[Region annotation entries]
+===+
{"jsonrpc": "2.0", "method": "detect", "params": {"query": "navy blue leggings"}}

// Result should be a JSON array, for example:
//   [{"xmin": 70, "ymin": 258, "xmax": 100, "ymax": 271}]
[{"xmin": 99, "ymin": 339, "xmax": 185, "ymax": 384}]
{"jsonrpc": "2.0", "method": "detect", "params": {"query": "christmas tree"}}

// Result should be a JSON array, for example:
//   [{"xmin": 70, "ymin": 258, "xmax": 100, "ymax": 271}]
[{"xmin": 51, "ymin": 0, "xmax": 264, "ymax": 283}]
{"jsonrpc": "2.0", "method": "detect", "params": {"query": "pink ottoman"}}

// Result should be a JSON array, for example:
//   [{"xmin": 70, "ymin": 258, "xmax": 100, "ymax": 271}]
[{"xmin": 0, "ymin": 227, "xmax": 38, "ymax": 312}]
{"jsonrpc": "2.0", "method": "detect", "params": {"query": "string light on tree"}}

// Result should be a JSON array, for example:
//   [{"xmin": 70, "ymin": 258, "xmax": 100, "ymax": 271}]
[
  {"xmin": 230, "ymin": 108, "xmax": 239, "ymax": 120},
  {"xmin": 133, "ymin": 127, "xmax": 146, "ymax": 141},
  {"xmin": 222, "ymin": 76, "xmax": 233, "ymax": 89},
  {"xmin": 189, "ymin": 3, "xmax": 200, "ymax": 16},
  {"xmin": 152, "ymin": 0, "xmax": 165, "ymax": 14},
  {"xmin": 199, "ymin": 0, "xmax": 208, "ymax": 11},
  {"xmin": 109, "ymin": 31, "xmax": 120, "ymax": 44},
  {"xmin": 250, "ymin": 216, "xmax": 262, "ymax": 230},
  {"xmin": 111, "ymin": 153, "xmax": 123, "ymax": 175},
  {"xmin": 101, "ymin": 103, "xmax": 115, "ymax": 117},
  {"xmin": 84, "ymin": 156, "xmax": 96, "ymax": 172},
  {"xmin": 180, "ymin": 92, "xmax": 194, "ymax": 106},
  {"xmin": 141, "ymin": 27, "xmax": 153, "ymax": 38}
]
+===+
§ What is asked: Copy the material out again with "for example" changed to "such as" everywhere it appears, and leave everything else the same.

§ Response to this task:
{"jsonrpc": "2.0", "method": "detect", "params": {"query": "navy blue leggings"}}

// Result should be a JSON array, such as:
//   [{"xmin": 70, "ymin": 258, "xmax": 100, "ymax": 271}]
[{"xmin": 99, "ymin": 339, "xmax": 185, "ymax": 384}]
{"jsonrpc": "2.0", "method": "detect", "params": {"query": "christmas tree"}}

// Result should be a JSON array, such as:
//   [{"xmin": 70, "ymin": 258, "xmax": 100, "ymax": 271}]
[{"xmin": 51, "ymin": 0, "xmax": 264, "ymax": 283}]
{"jsonrpc": "2.0", "method": "detect", "params": {"query": "pink ottoman"}}

// Result should be a JSON array, such as:
//   [{"xmin": 70, "ymin": 258, "xmax": 100, "ymax": 271}]
[{"xmin": 0, "ymin": 227, "xmax": 38, "ymax": 312}]
{"jsonrpc": "2.0", "method": "detect", "params": {"query": "string light on tree"}}

// Result should be a JSON array, such as:
//   [{"xmin": 70, "ymin": 258, "xmax": 100, "ymax": 271}]
[
  {"xmin": 230, "ymin": 108, "xmax": 239, "ymax": 120},
  {"xmin": 133, "ymin": 127, "xmax": 146, "ymax": 141},
  {"xmin": 222, "ymin": 76, "xmax": 233, "ymax": 89},
  {"xmin": 189, "ymin": 3, "xmax": 200, "ymax": 16},
  {"xmin": 152, "ymin": 0, "xmax": 165, "ymax": 14},
  {"xmin": 199, "ymin": 0, "xmax": 208, "ymax": 11},
  {"xmin": 109, "ymin": 31, "xmax": 120, "ymax": 44},
  {"xmin": 250, "ymin": 216, "xmax": 262, "ymax": 230},
  {"xmin": 111, "ymin": 153, "xmax": 123, "ymax": 175},
  {"xmin": 101, "ymin": 103, "xmax": 115, "ymax": 117},
  {"xmin": 84, "ymin": 156, "xmax": 96, "ymax": 172},
  {"xmin": 180, "ymin": 92, "xmax": 194, "ymax": 106},
  {"xmin": 141, "ymin": 27, "xmax": 153, "ymax": 38}
]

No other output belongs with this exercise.